Return each line in the rows below that contains the string "road". Case counts.

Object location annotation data
━━━━━━━━━━━━━━━━

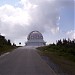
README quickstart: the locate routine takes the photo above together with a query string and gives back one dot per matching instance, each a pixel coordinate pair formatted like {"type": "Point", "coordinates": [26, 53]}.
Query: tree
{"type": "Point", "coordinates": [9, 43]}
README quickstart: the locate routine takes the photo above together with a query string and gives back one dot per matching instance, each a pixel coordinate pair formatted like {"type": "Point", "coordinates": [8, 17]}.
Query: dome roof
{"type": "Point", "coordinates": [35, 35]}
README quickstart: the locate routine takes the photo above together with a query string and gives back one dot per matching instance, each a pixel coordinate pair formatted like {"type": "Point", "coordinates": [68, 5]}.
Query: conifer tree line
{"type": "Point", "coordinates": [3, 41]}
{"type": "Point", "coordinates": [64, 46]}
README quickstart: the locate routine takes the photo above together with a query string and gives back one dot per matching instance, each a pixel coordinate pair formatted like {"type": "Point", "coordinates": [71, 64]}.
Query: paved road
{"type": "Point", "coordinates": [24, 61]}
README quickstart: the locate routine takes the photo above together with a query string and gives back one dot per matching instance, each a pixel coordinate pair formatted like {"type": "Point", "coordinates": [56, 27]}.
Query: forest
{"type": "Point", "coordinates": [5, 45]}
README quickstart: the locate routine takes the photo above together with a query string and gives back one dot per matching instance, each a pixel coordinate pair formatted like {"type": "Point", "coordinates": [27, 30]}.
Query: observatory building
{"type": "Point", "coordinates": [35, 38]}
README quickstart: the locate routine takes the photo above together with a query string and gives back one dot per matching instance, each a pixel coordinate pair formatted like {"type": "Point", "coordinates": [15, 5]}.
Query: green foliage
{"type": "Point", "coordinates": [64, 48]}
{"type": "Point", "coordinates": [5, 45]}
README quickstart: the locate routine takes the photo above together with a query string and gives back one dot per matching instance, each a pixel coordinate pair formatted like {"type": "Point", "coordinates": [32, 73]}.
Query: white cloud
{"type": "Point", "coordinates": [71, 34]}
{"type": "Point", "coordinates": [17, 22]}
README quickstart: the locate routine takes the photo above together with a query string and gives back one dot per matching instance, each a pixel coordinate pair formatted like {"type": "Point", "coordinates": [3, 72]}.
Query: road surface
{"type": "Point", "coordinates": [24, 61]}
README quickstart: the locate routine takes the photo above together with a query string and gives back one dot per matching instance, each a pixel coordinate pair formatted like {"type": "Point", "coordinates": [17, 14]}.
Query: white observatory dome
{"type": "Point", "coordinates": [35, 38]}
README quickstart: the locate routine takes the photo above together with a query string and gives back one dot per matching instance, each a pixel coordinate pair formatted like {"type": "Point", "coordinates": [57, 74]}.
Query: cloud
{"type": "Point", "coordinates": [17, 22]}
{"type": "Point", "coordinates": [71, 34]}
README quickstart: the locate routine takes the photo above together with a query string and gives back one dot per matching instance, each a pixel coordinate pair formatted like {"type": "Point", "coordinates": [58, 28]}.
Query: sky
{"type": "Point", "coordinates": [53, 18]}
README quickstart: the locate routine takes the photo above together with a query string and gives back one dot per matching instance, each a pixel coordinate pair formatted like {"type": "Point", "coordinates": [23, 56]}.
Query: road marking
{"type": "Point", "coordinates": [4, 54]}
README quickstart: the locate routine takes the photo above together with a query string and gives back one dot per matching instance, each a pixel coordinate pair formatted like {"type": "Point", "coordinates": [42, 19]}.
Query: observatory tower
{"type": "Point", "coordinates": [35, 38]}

━━━━━━━━━━━━━━━━

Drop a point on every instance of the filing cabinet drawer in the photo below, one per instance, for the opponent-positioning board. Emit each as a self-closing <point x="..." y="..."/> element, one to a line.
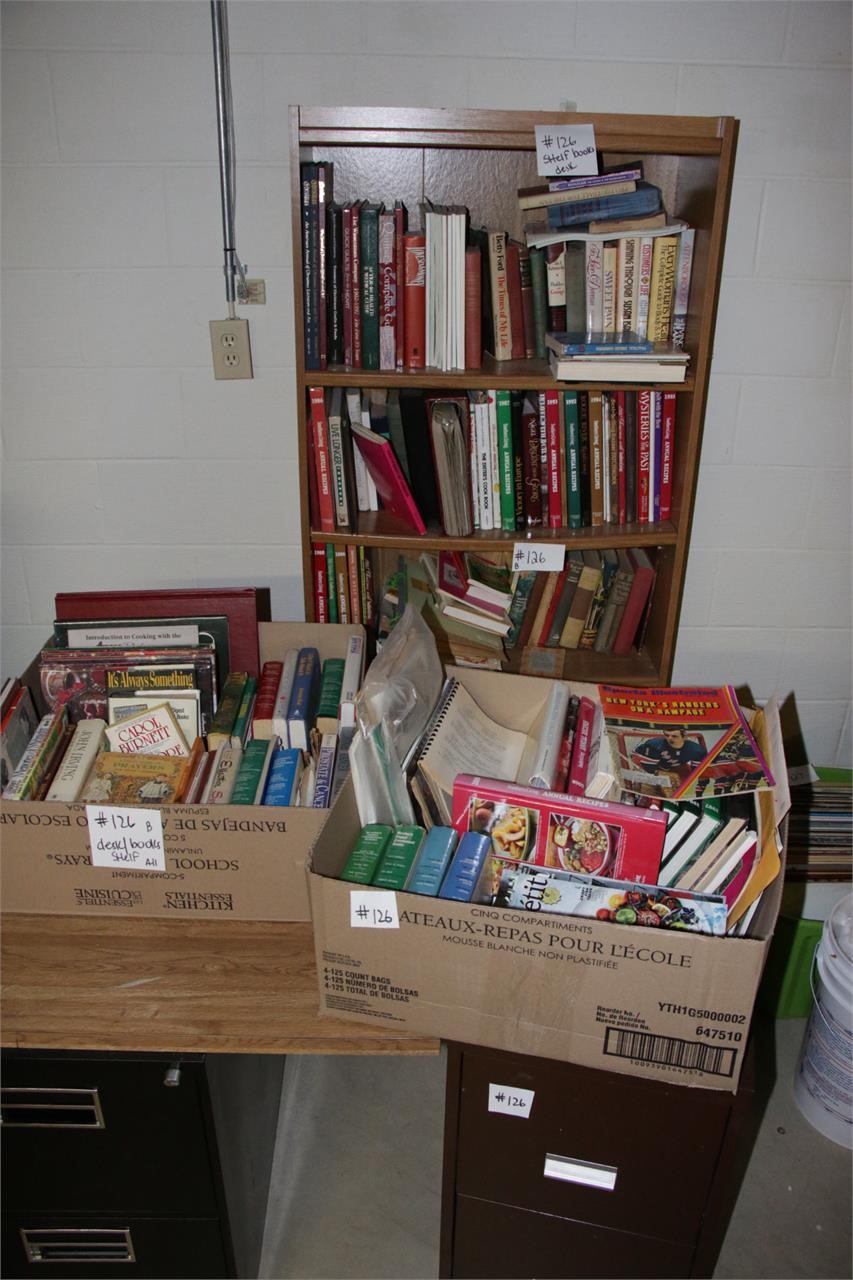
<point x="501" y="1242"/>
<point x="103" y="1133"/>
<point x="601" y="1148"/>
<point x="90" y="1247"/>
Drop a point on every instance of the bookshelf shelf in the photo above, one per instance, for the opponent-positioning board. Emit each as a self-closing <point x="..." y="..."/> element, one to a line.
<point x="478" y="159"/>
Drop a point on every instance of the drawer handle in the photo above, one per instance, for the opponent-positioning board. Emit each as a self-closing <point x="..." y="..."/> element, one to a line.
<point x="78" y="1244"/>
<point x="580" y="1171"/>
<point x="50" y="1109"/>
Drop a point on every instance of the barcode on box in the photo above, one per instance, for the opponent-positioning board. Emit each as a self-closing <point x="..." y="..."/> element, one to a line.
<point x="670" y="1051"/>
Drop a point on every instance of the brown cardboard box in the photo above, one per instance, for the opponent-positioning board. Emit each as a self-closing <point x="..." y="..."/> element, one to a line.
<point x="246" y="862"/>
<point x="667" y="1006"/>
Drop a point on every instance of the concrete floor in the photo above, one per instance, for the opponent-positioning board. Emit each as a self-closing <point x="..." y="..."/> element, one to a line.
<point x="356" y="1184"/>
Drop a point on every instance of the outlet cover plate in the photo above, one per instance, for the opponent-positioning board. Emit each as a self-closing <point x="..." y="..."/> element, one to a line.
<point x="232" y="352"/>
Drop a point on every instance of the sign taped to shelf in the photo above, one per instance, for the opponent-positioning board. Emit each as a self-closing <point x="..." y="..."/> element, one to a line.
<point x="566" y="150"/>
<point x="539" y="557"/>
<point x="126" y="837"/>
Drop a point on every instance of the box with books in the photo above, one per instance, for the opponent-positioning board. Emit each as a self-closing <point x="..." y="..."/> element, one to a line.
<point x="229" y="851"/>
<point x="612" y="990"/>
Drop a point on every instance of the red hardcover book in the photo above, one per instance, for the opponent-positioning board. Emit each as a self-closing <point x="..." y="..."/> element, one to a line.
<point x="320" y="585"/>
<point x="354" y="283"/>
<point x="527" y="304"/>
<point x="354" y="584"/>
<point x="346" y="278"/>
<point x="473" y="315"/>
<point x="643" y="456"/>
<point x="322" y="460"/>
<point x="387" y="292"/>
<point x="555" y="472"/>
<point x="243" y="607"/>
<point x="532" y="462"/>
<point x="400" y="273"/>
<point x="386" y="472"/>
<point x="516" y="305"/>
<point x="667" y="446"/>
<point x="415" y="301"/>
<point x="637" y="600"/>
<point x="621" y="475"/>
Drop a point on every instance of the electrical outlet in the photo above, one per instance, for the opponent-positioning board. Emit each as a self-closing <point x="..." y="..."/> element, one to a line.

━━━━━━━━━━━━━━━━

WRITTEN SOLUTION
Query: paved road
Query: road surface
Query: road marking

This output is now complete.